Your instructions:
Every line with the string "Mark" in it belongs in your answer, so copy them all from the data.

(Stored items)
━━━━━━
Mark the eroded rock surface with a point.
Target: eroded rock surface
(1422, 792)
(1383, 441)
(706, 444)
━━━━━━
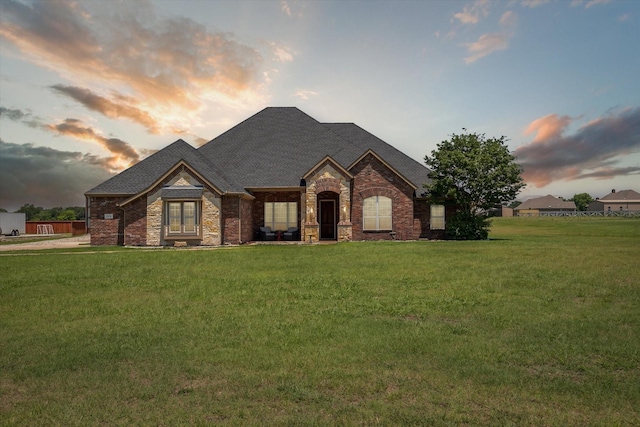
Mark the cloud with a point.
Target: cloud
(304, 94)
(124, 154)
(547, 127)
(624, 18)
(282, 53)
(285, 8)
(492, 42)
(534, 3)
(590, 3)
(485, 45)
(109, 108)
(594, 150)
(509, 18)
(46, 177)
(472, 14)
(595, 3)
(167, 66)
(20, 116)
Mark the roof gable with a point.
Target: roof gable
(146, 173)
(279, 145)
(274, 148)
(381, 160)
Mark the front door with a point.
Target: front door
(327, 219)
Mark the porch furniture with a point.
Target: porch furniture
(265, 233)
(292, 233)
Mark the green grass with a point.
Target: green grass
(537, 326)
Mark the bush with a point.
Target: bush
━━━━━━
Written response:
Mark the eroded rock surface with a point.
Mark the cloud with a point.
Mark the roof gable with a point.
Mark the front door with a point.
Mark the porch furniture with a point.
Mark the green grass with a point.
Mark the bush with a point.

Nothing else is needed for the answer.